DESCRIZIONE DEL COMPITO: Prosegui il testo sulla Ferrero e sul sostegno alla famiglia del dipendente scomparso, ripartendo subito dopo l'ultima frase riportata.

ESTRATTO DEL DOCUMENTO:

<<<<

Famiglia

Lo chiamano welfare aziendale, ma è molto di più. È qualcosa che ha a che vedere con il cuore. Un dipendente della Ferrero di Alba (Nutella, Kinder e dintorni) è morto, portato via da un tumore devastante, e ha lasciato due figli di 17 e 19 anni.

Ebbene, l’azienda ha deciso di versare ancora per tre anni lo stipendio a quella famiglia. E se i ragazzi vorranno proseguire negli studi, la Ferrero li sosterrà pagando le rette fino a quando avranno compiuto i 26 anni. Di fronte a tutto questo c’è chi parla di accordo previsto dal contratto integrativo, ma significa banalizzare una storia, una dinastia, un modo di essere. Prima di morire a 89 anni nel febbraio dell’anno scorso, Michele Ferrero visse con un motto in testa e nelle opere: «Lavorare, creare, donare». Fu imprenditore cattolico nel senso più profondo del termine, portò nel mondo un esempio ancora poco imitato, le imprese sociali, nelle aree più disperate del pianeta (India, Sudafrica, Camerun) con l’impegno di creare profitti da destinare alla salute e all’istruzione dei bambini di laggiù.

>>>>

INFORMAZIONI:
<<<<

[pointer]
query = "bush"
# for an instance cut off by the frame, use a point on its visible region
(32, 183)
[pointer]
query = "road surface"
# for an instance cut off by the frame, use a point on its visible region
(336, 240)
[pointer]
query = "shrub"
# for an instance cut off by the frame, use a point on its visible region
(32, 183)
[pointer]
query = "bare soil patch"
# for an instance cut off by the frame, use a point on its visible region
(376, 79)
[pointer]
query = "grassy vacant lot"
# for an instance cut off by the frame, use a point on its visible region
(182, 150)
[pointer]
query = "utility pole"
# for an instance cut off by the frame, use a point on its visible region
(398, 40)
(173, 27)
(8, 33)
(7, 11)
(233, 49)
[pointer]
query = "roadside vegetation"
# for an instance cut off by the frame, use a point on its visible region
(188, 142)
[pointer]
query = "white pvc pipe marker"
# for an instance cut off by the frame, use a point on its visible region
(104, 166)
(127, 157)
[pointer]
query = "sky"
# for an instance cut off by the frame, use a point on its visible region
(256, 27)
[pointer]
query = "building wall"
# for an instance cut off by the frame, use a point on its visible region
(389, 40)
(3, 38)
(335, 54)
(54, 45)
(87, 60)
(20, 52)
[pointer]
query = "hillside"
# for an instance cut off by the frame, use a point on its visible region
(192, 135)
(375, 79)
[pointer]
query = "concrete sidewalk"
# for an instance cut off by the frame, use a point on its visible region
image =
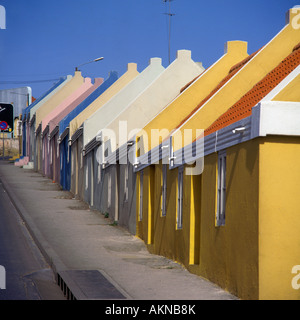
(91, 257)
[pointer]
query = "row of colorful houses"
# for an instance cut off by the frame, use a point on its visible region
(202, 165)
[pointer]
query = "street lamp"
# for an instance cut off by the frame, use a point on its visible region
(95, 60)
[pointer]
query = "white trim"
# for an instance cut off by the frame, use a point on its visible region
(230, 80)
(285, 82)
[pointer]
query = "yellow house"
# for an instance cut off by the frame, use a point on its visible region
(224, 224)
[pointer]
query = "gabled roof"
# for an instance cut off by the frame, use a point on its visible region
(64, 123)
(231, 73)
(243, 108)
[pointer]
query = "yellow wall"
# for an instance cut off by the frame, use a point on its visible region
(189, 99)
(279, 218)
(104, 97)
(260, 65)
(158, 232)
(228, 255)
(291, 92)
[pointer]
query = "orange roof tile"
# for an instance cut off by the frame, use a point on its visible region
(243, 108)
(231, 73)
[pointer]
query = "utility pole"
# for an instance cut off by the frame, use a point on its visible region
(170, 16)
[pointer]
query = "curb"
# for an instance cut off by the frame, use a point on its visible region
(66, 283)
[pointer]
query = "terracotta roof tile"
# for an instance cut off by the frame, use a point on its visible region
(243, 108)
(231, 73)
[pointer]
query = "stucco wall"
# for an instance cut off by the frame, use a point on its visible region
(279, 223)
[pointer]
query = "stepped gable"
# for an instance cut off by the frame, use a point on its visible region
(231, 73)
(243, 108)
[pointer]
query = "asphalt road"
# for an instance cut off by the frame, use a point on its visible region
(27, 275)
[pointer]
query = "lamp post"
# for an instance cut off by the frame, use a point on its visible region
(95, 60)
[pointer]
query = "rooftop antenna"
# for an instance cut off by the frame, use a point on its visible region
(170, 16)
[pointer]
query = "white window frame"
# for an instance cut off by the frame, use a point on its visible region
(164, 190)
(86, 177)
(179, 198)
(109, 189)
(221, 188)
(99, 172)
(141, 195)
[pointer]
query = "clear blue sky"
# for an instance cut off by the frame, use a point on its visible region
(47, 39)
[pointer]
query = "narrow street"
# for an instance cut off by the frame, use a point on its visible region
(28, 277)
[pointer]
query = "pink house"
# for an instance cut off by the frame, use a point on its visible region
(51, 121)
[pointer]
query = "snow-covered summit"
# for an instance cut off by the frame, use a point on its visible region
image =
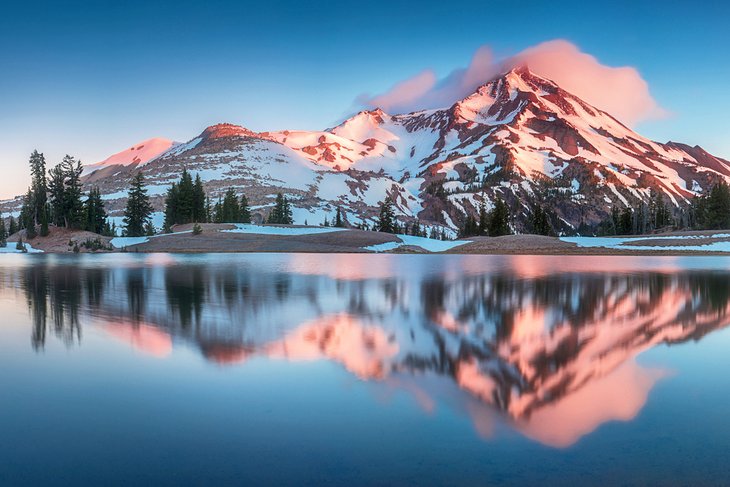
(519, 136)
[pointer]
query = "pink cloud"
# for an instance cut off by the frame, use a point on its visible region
(620, 91)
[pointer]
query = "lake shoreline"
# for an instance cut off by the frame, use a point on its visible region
(231, 238)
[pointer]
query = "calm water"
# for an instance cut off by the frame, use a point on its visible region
(364, 369)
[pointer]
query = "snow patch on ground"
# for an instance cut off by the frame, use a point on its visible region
(10, 249)
(619, 242)
(266, 230)
(121, 242)
(428, 244)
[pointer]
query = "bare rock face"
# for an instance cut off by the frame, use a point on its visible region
(519, 137)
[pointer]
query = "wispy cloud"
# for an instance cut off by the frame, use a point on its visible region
(620, 91)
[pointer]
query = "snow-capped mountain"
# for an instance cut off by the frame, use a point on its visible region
(519, 136)
(137, 155)
(553, 354)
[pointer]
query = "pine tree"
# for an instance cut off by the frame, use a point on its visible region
(56, 190)
(208, 210)
(171, 208)
(499, 219)
(230, 209)
(38, 185)
(185, 198)
(281, 213)
(386, 220)
(198, 213)
(3, 233)
(717, 211)
(95, 217)
(286, 212)
(12, 226)
(138, 211)
(27, 218)
(72, 204)
(483, 226)
(44, 222)
(540, 221)
(626, 222)
(245, 211)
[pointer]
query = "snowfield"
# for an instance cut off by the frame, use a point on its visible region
(272, 230)
(620, 242)
(10, 249)
(428, 244)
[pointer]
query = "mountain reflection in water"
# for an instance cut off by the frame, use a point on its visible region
(545, 344)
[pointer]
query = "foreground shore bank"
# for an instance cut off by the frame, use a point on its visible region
(232, 238)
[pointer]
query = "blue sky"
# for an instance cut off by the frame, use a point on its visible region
(92, 78)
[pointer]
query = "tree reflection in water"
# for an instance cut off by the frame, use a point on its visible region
(552, 353)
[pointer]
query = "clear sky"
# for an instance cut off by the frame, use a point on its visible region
(92, 78)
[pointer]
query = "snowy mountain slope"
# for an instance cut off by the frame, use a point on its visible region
(519, 136)
(137, 155)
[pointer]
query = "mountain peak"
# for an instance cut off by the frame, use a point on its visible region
(140, 153)
(226, 130)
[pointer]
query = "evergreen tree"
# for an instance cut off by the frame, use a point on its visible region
(281, 213)
(73, 206)
(229, 210)
(198, 213)
(138, 211)
(38, 185)
(56, 190)
(209, 210)
(245, 211)
(185, 199)
(12, 226)
(44, 222)
(483, 225)
(717, 209)
(626, 222)
(386, 220)
(499, 219)
(27, 218)
(615, 220)
(95, 217)
(171, 208)
(540, 221)
(218, 211)
(3, 233)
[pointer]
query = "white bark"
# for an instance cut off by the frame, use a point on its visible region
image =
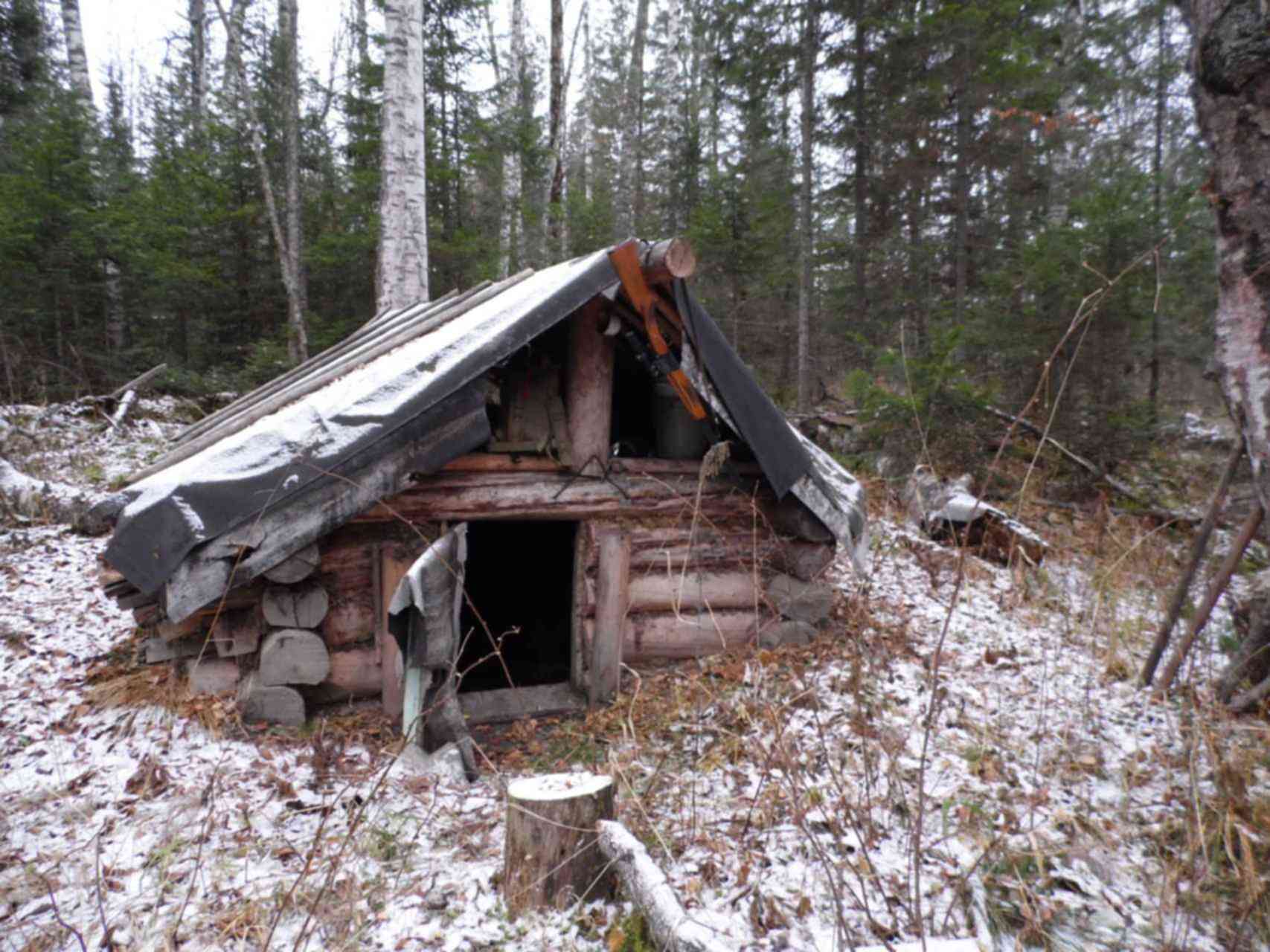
(233, 23)
(1063, 159)
(504, 108)
(513, 167)
(77, 56)
(197, 14)
(806, 248)
(630, 179)
(403, 254)
(298, 301)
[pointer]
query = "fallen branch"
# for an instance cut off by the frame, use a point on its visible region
(1092, 469)
(138, 384)
(1214, 592)
(648, 887)
(1198, 547)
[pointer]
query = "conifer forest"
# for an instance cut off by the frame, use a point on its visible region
(885, 197)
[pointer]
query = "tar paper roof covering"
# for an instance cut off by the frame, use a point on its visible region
(269, 463)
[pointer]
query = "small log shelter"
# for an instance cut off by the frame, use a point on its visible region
(478, 508)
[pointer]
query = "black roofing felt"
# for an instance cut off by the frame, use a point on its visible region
(272, 463)
(763, 427)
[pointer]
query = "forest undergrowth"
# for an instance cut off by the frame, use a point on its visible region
(964, 753)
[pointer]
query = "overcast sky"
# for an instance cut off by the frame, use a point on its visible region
(136, 33)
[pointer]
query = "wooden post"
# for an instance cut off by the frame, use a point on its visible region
(589, 387)
(550, 857)
(394, 564)
(612, 596)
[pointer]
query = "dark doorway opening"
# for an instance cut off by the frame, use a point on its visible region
(517, 611)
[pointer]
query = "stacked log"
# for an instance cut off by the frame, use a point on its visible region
(280, 644)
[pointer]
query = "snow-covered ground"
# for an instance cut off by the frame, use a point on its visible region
(971, 761)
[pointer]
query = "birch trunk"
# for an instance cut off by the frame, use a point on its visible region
(1232, 107)
(242, 89)
(403, 253)
(77, 56)
(806, 248)
(1063, 159)
(555, 150)
(860, 172)
(298, 303)
(197, 14)
(630, 186)
(522, 109)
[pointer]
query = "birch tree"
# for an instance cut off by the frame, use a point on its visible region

>>>>

RISULTATO DELL'ESERCIZIO:
Vent’anni fa durante l’alluvione del Piemonte - regione sott’acqua, 70 morti -, in quella parte dura di Langa definita da Beppe Fenoglio «la malora», mi capitò di arrivare ad Alba e di scorgere in un grande parcheggio fuori dalla Ferrero semidistrutta dal Tanaro una montagna marrone maleodorante: era cioccolato andato a male. Macchinari distrutti, fabbrica in ginocchio. Chiesi di poter intervistare il proprietario, ma un addetto con gli stivali verdi di gomma e l’impermeabile, gentile e irremovibile, mi rispose: «Adesso non può, sta spalando fango con gli altri mille, scriva che vogliamo ripartire dopodomani». Ecco da dove arriva quel welfare aziendale. Ecco cosa significa, anche sul lavoro, la parola famiglia.